→ Text passage

=====

Extracting Data with extract() and extract_multiple()¶

The extraction methods provide powerful ways to parse structured data from text, constructing typed objects from natural language descriptions. These methods can work with any Python class that has a proper constructor.

Basic Usage¶

Single Instance Extraction¶

class Person:
    def __init__(self, name: str, age: int | None = None):
        self.name = name
        self.age = age

text = "John is a 30-year-old software developer."
person = await agent.talk.extract(text, as_type=Person)
print(f"Found: {person.name}, {person.age}")  # "John", 30

Multiple Instances¶

text = """
Team members:
- Alice (25) leads development
- Bob (32) handles testing
- Carol (28) manages deployment
"""
team = await agent.talk.extract_multiple(text, as_type=Person)
for member in team:
    print(f"Member: {member.name}, {member.age}")

Extraction Modes¶

Both methods support two extraction modes:

Structured Mode (Default)¶

# More robust, single-round extraction
result = await agent.talk.extract(
    text,
    as_type=Person,
    mode="structured"  # default
)

=====

→ Entries shown

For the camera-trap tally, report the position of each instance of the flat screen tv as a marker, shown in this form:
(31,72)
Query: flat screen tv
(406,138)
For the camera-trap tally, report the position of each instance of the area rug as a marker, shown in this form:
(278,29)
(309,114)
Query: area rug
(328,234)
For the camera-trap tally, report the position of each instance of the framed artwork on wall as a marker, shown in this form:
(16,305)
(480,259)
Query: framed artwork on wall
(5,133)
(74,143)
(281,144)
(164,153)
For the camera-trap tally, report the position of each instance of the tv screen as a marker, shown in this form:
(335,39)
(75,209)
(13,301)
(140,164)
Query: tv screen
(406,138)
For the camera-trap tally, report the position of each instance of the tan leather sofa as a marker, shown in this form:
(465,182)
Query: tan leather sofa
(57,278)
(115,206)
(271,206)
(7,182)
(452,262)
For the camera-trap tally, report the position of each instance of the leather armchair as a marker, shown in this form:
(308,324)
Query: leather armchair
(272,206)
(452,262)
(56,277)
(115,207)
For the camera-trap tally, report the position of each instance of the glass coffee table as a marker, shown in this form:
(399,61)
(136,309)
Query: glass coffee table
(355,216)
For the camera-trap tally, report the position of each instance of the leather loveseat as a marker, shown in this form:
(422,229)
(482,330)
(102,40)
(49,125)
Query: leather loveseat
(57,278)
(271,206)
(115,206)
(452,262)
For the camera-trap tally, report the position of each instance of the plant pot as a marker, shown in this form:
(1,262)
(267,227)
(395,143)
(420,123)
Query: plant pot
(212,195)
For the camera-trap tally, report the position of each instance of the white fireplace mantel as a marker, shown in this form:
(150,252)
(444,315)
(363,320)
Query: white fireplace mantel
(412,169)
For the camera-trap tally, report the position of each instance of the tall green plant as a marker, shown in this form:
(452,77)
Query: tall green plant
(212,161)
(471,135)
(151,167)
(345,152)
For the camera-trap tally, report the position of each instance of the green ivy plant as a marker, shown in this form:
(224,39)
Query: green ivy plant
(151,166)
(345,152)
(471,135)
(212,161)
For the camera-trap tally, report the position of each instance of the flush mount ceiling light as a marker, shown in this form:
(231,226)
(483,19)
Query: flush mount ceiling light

=====

→ Problem
Quote the complete text on extracting data with extract() and extract_multiple() above, reproducing every word, symbol, and line of code without alteration.

→ Expected output
Extracting Data with extract() and extract_multiple()¶

The extraction methods provide powerful ways to parse structured data from text, constructing typed objects from natural language descriptions. These methods can work with any Python class that has a proper constructor.

Basic Usage¶

Single Instance Extraction¶

class Person:
    def __init__(self, name: str, age: int | None = None):
        self.name = name
        self.age = age

text = "John is a 30-year-old software developer."
person = await agent.talk.extract(text, as_type=Person)
print(f"Found: {person.name}, {person.age}")  # "John", 30

Multiple Instances¶

text = """
Team members:
- Alice (25) leads development
- Bob (32) handles testing
- Carol (28) manages deployment
"""
team = await agent.talk.extract_multiple(text, as_type=Person)
for member in team:
    print(f"Member: {member.name}, {member.age}")

Extraction Modes¶

Both methods support two extraction modes:

Structured Mode (Default)¶

# More robust, single-round extraction
result = await agent.talk.extract(
    text,
    as_type=Person,
    mode="structured"  # default
)